Text block: Begin
Business and finance magnates who attended Fordham include Wendy Craigg, former Governor of the Central Bank of the Bahamas; Anne M. Mulcahy, chairperson and CEO of Xerox; Rose Marie Bravo, vice chairman and CEO of Burberry; E. Gerald Corrigan, President of the Federal Reserve Bank of New York; Maria Elena Lagomasino, CEO of JP Morgan Private Bank; Joe Moglia, former chairman and CEO of TD Ameritrade; Stephen J. Hemsley, CEO of UnitedHealth Group; Wellington Mara, New York Giants owner; John D. Finnegan, chairman, president, and CEO of Chubb Corporation; Mario Gabelli, billionaire and founding CEO of GAMCO Investors; Lorenzo Mendoza, billionaire and CEO of Empresas Polar; Eugene Shvidler, billionaire and international oil tycoon; and Frank Calderoni, CEO of Anaplan.

In the media and communications field, Fordham has produced Charles Osgood, three-time Emmy Award and two-time Peabody Award-winning journalist for CBS and Radio Hall of Fame inductee; Louis Boccardi, President of the Associated Press; Pulitzer Prize-winning journalist Loretta Tofani; Jim Dwyer, Pulitzer Prize-winning columnist and author; G. Gordon Liddy, President Richard Nixon associate and leader of the White House Plumbers, political pundit, and radio show host; NPR's All Things Considered host Scott Detrow; and Baseball Hall of Fame broadcaster and Radio Hall of Famer Vin Scully.

Fordham's contributors to arts and entertainment include Denzel Washington, two-time Academy Award and two-time Golden Globe Award-winning actor; Alan Alda, six-time Emmy Award and six-time Golden Globe Award-winning actor; Academy Award-nominated actress Patricia Clarkson; Dylan McDermott; actress Taylor Schilling; actress and comedian Regina Hall; Grammy-nominated singer-songwriter Lana Del Rey; Mary Higgins Clark, best-selling suspense novelist; horror novelist and playwright Robert Marasco; postmodern novelist Don DeLillo, acclaimed novelist and Pulitzer Prize nominee; Robert Sean Leonard, Golden Globe-winning television show actor; Bob Keeshan of TV's award-winning "Captain Kangaroo"; and John LaFarge, painter, muralist, and designer of stained-glass windows. John Gilmary Shea, regarded as the "Father of American Catholic History", is also an alumnus. Michael Alig, infamous club promoter of '90s New York City nightlife, also attended Fordham. Comic actor and voice artist "Bill Lobley" is an alumnus as well.

People from the world of sports who attended Fordham include Baseball Hall of Fame inductee Frankie Frisch (the "Fordham Flash"); Vince Lombardi, football coaching legend; Bill Chadwick, Hockey Hall of Fame inductee; Tom Courtney, two-time Olympic gold medalist and holder of the world record in the 880-yard run; and Steve Bellán, the first Latin American to play Major League Baseball.
Text block: End
Entries supplied: Begin
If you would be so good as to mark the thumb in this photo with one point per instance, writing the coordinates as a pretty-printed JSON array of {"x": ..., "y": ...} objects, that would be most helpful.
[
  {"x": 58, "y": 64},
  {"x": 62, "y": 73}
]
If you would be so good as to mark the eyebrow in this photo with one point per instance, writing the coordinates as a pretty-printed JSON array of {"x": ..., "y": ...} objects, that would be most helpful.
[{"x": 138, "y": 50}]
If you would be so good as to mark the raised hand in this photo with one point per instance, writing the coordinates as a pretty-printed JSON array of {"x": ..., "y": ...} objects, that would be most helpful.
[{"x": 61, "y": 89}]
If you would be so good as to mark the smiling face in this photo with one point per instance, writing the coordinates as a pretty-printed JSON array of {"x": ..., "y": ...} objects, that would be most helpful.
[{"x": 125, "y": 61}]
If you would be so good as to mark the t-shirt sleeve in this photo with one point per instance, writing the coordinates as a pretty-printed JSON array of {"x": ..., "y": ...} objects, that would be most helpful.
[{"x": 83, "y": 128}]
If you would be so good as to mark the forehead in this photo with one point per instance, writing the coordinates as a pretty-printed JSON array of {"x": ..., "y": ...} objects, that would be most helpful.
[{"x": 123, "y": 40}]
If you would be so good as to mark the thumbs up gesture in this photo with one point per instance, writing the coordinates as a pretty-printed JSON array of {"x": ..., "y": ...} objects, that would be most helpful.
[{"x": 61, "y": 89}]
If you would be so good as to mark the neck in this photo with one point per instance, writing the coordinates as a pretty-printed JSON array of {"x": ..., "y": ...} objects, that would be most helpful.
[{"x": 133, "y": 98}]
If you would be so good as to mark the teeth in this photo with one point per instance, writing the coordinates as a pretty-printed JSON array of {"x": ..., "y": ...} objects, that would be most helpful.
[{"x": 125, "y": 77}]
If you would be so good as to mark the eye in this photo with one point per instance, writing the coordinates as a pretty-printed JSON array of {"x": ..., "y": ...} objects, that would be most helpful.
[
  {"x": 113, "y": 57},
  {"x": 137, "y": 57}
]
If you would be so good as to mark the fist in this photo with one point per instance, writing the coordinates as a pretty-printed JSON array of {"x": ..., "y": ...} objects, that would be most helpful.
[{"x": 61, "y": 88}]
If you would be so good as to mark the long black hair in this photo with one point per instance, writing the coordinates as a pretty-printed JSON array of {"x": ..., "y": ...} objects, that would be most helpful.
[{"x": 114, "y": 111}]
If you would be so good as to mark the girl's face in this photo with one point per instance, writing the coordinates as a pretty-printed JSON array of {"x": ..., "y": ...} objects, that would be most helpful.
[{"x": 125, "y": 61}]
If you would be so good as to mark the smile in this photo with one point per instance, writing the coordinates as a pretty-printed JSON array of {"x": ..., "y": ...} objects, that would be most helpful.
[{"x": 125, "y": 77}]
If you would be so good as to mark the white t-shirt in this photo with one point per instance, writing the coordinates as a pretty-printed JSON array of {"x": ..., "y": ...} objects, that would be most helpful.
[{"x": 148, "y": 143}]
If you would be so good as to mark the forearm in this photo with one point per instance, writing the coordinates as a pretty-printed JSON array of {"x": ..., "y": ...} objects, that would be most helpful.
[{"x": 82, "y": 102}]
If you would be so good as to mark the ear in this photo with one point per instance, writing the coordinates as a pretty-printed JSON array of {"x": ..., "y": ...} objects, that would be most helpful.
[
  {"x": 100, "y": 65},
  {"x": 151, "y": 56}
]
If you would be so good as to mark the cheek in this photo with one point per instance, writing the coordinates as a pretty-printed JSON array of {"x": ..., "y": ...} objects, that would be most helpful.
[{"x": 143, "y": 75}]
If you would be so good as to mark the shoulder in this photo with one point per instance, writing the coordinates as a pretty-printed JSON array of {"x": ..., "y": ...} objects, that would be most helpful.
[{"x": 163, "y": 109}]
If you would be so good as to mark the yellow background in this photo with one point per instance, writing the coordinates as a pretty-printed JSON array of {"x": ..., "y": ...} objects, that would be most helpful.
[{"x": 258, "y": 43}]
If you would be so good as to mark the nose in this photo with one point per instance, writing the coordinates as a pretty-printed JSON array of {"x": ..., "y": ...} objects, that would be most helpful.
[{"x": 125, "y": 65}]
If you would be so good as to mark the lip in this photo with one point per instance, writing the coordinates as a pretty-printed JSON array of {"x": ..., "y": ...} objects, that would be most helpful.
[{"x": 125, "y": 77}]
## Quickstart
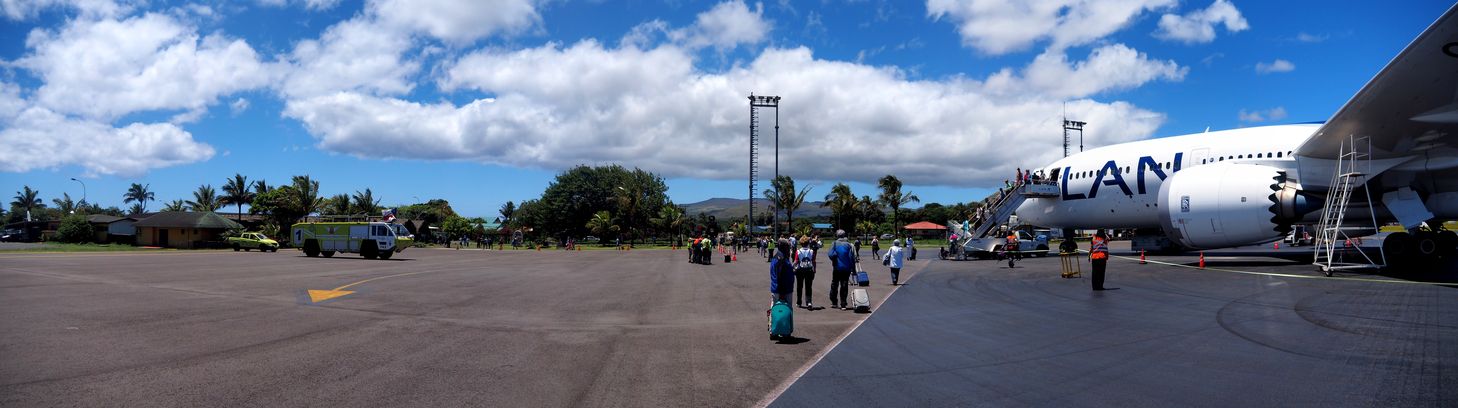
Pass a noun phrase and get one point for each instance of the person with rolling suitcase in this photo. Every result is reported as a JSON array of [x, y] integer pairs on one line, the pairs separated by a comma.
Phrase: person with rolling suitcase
[[894, 261], [782, 283]]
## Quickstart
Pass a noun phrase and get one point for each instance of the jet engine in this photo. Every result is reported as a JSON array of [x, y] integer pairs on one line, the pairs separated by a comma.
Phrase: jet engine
[[1228, 204]]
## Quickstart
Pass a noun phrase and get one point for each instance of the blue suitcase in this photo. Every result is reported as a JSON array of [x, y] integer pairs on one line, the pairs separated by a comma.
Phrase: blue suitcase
[[782, 319]]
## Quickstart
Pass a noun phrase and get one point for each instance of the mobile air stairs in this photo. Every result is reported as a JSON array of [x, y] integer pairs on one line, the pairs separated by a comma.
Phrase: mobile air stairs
[[973, 238], [1333, 246]]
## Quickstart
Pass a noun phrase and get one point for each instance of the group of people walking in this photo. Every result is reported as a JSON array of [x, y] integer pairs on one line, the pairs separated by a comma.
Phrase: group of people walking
[[793, 267]]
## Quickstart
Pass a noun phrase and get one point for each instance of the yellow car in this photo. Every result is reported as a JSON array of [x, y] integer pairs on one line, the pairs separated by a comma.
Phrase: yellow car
[[250, 241]]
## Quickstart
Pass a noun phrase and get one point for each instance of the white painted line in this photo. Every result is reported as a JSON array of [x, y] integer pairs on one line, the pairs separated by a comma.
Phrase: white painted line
[[1277, 274], [801, 372]]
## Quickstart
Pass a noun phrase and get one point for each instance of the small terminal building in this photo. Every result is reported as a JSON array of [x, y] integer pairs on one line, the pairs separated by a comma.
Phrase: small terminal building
[[182, 229]]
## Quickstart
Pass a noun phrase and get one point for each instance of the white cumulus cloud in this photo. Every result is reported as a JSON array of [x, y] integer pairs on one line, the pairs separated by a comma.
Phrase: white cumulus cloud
[[1273, 114], [1279, 66], [1199, 26], [143, 63], [557, 107], [1000, 26]]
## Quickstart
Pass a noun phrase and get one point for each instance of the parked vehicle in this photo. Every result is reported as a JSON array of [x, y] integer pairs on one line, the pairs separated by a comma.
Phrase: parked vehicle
[[1028, 245], [251, 241], [369, 239]]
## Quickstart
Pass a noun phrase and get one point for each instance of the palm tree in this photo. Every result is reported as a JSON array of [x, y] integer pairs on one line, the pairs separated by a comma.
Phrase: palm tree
[[366, 203], [337, 206], [64, 204], [28, 200], [893, 197], [140, 194], [508, 210], [175, 206], [783, 197], [671, 219], [204, 198], [841, 201], [306, 194], [602, 223], [238, 191]]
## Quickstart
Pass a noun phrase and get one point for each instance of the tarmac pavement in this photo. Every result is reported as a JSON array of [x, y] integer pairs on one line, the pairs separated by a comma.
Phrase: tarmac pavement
[[432, 327]]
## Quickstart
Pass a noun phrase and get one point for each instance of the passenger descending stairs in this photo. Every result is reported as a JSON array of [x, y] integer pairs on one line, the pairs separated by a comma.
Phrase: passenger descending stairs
[[1331, 249], [1002, 209]]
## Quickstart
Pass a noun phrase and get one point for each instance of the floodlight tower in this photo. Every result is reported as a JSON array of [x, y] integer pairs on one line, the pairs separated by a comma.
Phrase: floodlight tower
[[1072, 126], [769, 102]]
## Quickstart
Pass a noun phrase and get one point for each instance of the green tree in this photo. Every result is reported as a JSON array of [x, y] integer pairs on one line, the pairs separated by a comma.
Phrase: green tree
[[64, 204], [337, 206], [455, 228], [843, 206], [671, 219], [365, 203], [26, 201], [305, 195], [204, 198], [238, 191], [785, 198], [893, 197], [140, 194], [602, 225], [75, 229]]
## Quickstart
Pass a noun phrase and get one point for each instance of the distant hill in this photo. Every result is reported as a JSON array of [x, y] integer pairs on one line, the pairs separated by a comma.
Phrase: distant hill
[[723, 209]]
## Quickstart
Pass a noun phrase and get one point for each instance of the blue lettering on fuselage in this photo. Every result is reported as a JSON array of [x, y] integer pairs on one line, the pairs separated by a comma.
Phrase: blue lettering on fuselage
[[1116, 178]]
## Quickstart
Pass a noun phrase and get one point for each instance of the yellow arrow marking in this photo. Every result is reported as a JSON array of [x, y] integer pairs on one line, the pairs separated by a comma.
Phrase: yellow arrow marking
[[315, 296], [325, 295]]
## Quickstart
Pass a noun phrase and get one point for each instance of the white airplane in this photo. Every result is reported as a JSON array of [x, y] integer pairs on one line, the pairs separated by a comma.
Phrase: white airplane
[[1251, 185]]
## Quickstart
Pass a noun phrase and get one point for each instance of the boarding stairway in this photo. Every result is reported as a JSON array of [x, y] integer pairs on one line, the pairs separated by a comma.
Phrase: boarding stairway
[[1000, 210], [1333, 248]]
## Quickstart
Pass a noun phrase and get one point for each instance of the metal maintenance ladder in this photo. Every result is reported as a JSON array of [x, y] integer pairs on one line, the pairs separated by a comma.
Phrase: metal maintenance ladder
[[1333, 248], [1005, 206]]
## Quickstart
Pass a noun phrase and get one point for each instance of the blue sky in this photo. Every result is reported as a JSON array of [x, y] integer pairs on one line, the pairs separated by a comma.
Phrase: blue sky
[[480, 102]]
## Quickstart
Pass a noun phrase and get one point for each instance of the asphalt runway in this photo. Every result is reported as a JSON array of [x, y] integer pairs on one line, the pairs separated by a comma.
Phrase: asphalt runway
[[1256, 328], [432, 327]]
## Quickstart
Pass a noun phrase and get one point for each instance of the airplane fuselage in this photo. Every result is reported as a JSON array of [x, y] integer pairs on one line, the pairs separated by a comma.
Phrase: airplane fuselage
[[1119, 185]]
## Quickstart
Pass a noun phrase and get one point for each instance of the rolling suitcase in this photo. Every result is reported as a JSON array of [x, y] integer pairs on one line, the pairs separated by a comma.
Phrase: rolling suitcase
[[860, 300], [782, 319]]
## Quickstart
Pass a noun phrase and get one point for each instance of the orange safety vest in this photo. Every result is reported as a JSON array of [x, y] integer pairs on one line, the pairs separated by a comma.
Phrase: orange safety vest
[[1098, 249]]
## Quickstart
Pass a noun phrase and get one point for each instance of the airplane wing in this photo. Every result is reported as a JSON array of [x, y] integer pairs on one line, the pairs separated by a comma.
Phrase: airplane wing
[[1409, 110]]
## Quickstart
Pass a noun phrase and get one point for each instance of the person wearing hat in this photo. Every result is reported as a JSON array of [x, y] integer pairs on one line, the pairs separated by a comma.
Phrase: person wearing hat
[[894, 261]]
Entries supplied: End
Instructions:
1) List every person the Fordham alumni text names among the people from the world of sports.
2) Print the Fordham alumni text from "People from the" to "Major League Baseball." word for word.

Exercise answers:
1) Frankie Frisch, Vince Lombardi, Bill Chadwick, Tom Courtney, Steve Bellán

2)
People from the world of sports who attended Fordham include Baseball Hall of Fame inductee Frankie Frisch (the "Fordham Flash"); Vince Lombardi, football coaching legend; Bill Chadwick, Hockey Hall of Fame inductee; Tom Courtney, two-time Olympic gold medalist and holder of the world record in the 880-yard run; and Steve Bellán, the first Latin American to play Major League Baseball.